## Position identification records
+ + + + +
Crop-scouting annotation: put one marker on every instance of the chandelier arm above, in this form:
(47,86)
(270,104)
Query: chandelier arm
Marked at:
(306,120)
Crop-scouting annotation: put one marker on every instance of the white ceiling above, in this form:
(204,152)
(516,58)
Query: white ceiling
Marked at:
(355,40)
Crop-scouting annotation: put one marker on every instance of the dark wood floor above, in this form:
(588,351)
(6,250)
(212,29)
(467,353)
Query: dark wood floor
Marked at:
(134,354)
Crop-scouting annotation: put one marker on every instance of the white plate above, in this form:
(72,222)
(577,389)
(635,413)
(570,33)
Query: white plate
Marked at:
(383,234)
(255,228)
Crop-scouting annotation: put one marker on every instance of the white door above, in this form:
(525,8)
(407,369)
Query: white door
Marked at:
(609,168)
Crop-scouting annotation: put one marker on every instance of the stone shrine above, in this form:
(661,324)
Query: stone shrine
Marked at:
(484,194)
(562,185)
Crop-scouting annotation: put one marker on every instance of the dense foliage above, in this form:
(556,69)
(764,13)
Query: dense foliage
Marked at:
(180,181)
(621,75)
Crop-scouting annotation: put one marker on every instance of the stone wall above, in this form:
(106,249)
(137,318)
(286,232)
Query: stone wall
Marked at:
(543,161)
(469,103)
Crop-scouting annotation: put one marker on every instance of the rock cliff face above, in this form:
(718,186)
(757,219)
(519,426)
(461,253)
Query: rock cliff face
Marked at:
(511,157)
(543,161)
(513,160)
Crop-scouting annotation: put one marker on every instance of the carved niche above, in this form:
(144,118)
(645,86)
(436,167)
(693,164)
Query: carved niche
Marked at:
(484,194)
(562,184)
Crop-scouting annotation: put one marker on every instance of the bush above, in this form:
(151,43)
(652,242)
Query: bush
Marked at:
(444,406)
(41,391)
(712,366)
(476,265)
+ + + + +
## YOUR GOAL
Using the material above, reproduce exactly the line that contains "the white ceiling" and all lines after it through the last one, and only those.

## FINAL RESULT
Crop-scouting annotation: put one marker on every instance of the white ceiling above, in this form:
(204,152)
(516,58)
Query: white ceiling
Marked at:
(355,40)
Crop-scouting annotation: put one marker on every instance of the dark wood floor above, in this form:
(588,351)
(6,250)
(212,29)
(467,353)
Query: dark wood floor
Marked at:
(134,354)
Crop-scouting annotation: put one marker on every instance of the white plate above, in this form:
(72,222)
(577,389)
(635,413)
(570,33)
Query: white plate
Marked at:
(383,234)
(255,228)
Crop-scouting annotation: put one marker on every instance of the white door above, in this form:
(525,8)
(407,369)
Query: white door
Marked at:
(609,168)
Crop-scouting annotation: put one marker on every instance of the stone shrine above, in this form:
(661,324)
Query: stone shrine
Marked at:
(484,194)
(562,185)
Crop-scouting annotation: put one marker on every instance of the dense foliage above, in this form:
(556,69)
(764,13)
Query: dense foliage
Marked at:
(180,181)
(621,75)
Crop-scouting annotation: put one marker on every instance of the stone wall above, in this form:
(106,249)
(137,318)
(286,232)
Query: stone wall
Marked at:
(543,161)
(469,103)
Crop-scouting annotation: put one marker on every instance of the rock cliff face above, in this form:
(718,186)
(757,219)
(519,426)
(461,253)
Query: rock cliff face
Marked at:
(511,157)
(543,161)
(513,160)
Crop-scouting annotation: put one marker on every instance of the carved niche above, in this form:
(144,118)
(645,86)
(436,167)
(693,164)
Query: carved niche
Marked at:
(484,194)
(562,184)
Crop-scouting annotation: put one marker on every instance of the bush above, in this form:
(151,43)
(652,242)
Query: bush
Marked at:
(444,406)
(41,391)
(712,366)
(476,265)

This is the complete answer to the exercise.